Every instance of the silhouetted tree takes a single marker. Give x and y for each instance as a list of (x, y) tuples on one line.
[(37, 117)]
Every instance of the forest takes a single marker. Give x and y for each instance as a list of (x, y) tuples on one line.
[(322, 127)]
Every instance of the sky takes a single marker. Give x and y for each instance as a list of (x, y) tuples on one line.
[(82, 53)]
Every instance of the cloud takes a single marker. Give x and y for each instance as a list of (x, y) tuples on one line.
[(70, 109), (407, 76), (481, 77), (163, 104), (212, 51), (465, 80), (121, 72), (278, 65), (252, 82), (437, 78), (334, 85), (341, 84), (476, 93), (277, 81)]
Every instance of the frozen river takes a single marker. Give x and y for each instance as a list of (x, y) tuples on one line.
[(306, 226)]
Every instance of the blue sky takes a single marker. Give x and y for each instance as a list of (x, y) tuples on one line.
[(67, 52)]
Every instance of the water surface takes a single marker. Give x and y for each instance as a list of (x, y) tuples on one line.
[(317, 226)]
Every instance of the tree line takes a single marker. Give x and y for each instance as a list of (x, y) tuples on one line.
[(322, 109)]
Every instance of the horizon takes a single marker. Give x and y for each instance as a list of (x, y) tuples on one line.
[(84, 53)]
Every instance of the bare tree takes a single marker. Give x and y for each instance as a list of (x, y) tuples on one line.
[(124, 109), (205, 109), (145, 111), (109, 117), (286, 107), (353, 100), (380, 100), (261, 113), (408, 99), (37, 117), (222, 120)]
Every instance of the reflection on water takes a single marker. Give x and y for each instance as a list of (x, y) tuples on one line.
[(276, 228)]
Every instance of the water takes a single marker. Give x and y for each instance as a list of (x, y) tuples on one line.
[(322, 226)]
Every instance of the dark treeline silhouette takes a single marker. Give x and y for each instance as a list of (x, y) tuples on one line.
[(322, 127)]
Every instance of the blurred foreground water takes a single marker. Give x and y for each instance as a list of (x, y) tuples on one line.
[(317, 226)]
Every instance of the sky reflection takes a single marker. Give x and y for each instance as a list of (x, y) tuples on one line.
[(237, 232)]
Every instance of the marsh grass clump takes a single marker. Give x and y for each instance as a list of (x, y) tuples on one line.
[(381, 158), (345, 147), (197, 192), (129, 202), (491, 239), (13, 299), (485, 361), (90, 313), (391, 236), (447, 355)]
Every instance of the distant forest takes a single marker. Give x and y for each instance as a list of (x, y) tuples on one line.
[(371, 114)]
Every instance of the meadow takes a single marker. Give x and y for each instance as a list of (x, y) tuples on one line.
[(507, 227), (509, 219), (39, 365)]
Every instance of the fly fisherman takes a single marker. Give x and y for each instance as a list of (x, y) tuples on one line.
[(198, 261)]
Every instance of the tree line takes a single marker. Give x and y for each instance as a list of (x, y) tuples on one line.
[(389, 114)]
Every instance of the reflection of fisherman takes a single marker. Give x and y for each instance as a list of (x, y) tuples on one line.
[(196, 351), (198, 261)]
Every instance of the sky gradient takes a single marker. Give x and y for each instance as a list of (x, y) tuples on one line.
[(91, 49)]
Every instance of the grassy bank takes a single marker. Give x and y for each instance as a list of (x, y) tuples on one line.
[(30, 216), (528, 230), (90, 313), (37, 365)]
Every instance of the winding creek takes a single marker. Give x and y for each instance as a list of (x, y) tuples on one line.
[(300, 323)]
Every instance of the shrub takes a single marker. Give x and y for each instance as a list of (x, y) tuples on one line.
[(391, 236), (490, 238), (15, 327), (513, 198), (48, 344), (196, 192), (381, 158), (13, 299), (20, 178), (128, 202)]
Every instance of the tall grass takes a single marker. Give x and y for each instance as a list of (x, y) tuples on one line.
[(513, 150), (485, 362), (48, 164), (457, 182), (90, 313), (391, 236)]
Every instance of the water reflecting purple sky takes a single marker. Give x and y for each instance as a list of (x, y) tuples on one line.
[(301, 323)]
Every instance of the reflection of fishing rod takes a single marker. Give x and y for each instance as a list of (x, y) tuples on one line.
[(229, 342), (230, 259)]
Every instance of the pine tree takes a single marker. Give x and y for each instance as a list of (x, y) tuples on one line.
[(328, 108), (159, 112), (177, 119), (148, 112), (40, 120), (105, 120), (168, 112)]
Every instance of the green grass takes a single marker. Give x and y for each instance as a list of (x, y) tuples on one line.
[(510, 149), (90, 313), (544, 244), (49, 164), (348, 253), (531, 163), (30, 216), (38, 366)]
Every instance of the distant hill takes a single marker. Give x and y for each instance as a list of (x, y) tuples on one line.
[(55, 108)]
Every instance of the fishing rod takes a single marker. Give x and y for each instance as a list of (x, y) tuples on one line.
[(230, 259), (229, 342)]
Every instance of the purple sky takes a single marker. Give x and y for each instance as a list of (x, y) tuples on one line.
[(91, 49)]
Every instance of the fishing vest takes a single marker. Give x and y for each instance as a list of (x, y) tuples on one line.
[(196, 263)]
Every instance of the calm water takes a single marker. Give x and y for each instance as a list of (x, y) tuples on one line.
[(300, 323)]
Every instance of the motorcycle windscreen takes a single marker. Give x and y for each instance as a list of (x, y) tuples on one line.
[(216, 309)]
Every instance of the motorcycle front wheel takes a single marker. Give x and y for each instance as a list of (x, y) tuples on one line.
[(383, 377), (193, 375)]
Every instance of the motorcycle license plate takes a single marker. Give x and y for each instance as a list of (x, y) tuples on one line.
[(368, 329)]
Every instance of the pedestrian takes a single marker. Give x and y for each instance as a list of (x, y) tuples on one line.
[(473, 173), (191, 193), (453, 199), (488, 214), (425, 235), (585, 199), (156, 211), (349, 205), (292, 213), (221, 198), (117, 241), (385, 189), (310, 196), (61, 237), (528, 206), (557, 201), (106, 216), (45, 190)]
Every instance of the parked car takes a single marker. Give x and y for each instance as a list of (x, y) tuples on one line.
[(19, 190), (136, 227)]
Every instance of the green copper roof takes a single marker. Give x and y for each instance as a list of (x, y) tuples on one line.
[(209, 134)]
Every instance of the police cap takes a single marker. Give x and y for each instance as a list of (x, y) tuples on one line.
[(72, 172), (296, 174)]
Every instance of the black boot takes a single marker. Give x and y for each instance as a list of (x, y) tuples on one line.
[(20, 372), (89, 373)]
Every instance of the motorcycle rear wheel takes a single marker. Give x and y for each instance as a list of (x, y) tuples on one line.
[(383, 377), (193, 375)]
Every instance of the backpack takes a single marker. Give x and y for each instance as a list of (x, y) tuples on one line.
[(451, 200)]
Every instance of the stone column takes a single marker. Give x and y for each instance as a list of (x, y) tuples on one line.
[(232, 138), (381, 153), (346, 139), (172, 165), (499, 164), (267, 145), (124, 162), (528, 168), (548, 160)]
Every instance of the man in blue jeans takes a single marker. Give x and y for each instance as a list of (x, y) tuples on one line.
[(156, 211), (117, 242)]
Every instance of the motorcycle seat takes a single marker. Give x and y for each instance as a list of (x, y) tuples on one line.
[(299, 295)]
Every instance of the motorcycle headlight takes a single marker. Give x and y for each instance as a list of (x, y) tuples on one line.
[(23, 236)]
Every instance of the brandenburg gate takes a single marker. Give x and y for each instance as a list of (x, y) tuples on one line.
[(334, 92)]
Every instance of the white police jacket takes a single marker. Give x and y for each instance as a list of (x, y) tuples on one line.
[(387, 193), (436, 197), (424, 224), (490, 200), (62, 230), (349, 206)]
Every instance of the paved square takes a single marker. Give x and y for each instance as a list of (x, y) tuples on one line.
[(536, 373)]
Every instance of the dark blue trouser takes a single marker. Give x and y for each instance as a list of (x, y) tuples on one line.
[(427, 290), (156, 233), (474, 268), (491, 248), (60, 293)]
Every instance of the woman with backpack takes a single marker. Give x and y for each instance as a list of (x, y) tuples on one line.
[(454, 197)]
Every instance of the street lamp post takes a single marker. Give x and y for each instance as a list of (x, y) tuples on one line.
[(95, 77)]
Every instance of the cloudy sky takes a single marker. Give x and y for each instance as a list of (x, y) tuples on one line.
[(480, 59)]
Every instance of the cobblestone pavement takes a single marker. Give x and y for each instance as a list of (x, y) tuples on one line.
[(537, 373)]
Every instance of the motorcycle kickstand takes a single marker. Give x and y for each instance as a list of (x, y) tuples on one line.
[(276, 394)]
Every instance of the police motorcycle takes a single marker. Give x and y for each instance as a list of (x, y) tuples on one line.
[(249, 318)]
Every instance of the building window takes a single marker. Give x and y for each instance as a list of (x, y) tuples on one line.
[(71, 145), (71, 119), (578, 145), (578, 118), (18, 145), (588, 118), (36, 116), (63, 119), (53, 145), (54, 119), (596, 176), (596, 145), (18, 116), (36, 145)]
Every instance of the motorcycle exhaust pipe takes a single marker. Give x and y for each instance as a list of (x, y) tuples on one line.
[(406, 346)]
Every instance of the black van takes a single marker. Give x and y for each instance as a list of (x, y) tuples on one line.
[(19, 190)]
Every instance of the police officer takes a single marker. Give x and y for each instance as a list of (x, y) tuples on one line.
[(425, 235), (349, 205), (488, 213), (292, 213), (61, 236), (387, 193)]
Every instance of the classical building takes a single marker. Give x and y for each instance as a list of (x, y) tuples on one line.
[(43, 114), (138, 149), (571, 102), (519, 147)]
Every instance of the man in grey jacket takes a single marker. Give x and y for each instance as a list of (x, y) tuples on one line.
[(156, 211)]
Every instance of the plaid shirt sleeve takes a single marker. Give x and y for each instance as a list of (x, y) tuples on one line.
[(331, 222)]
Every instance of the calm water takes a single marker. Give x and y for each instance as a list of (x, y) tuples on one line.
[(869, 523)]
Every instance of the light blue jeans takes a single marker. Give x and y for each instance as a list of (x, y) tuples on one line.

### What the exercise asks
Copy exactly the lines that run from the one containing "Every instance of the plaid" to the last line of the listing, both included, and nothing more.

### Answer space
Every instance of the plaid shirt sleeve takes a single marker. Give x and y for each instance as a list of (x, y) tuples on one line.
[(331, 222)]
Every instance of the calm water takes a single marker. Give x and y for each instance as a list of (x, y) tuples on one line.
[(869, 523)]
Every instance of the light blue jeans takes a single marker. Give x and y for each instance as a list of (x, y) tuples on one line.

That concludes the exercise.